What you should do
Return, character for character, every line from the start of the records through the line holding "x=696, y=224", inclusive.

Data to process
|---|

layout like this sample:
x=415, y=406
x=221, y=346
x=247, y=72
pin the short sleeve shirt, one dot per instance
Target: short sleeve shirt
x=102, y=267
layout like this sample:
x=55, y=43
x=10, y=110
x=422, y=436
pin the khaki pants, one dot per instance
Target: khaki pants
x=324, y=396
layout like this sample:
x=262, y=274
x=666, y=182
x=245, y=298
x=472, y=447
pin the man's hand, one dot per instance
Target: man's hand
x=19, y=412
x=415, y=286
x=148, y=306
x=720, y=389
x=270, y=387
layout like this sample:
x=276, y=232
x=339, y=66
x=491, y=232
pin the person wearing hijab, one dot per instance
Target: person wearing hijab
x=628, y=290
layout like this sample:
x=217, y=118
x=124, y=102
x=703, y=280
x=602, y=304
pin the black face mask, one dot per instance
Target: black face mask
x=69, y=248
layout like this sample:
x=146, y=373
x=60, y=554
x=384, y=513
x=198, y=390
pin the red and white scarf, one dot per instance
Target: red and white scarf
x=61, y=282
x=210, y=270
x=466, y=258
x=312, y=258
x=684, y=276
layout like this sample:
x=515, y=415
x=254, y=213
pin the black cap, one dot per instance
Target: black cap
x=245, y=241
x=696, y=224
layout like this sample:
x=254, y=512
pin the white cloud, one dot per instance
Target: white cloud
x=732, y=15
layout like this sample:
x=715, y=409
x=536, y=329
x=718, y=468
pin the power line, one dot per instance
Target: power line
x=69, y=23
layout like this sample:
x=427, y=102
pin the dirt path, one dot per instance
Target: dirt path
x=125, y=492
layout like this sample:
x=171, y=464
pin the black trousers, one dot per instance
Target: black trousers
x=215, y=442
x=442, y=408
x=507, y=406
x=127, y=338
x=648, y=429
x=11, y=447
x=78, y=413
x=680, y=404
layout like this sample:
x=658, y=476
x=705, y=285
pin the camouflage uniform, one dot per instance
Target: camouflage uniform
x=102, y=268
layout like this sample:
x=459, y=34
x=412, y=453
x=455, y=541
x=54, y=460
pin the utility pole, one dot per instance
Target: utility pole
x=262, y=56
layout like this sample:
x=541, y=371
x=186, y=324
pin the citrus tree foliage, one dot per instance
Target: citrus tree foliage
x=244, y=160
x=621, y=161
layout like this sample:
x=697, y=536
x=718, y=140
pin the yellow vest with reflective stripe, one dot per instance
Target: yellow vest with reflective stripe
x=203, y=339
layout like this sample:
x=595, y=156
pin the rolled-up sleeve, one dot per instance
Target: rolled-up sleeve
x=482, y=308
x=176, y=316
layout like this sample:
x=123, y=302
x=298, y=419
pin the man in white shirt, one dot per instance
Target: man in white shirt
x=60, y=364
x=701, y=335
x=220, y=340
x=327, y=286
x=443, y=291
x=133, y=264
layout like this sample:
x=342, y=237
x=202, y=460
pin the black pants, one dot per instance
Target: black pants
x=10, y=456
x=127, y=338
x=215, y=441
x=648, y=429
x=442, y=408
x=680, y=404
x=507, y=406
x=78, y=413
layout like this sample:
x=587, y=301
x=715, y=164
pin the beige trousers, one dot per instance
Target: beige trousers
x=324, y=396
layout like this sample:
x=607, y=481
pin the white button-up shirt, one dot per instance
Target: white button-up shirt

|---|

Answer to this exercise
layout like this sample:
x=415, y=406
x=221, y=346
x=247, y=72
pin the short sleeve shirt, one dot per instance
Target: short sleeve shirt
x=102, y=267
layout like this sample:
x=55, y=43
x=10, y=110
x=422, y=436
pin the khaki pants, one dot per instance
Target: khaki pants
x=324, y=396
layout like this sample:
x=262, y=274
x=666, y=182
x=245, y=298
x=472, y=447
pin the man's hand, one dot per instance
Target: man's hand
x=19, y=412
x=415, y=286
x=148, y=306
x=720, y=389
x=270, y=387
layout like this sample:
x=276, y=232
x=339, y=66
x=491, y=232
pin the person wearing hijab, one dot per instance
Target: person wearing hijab
x=628, y=290
layout like this sample:
x=217, y=118
x=124, y=102
x=703, y=280
x=602, y=304
pin the black face mask, one dot per instance
Target: black face mask
x=69, y=248
layout like this sample:
x=146, y=373
x=60, y=554
x=384, y=513
x=198, y=390
pin the red and white scarf, one dot per instance
Target: red and white scarf
x=61, y=282
x=210, y=270
x=466, y=258
x=312, y=258
x=684, y=276
layout like this sample:
x=515, y=415
x=254, y=213
pin the black cap, one dot per instance
Target: black cap
x=245, y=241
x=696, y=224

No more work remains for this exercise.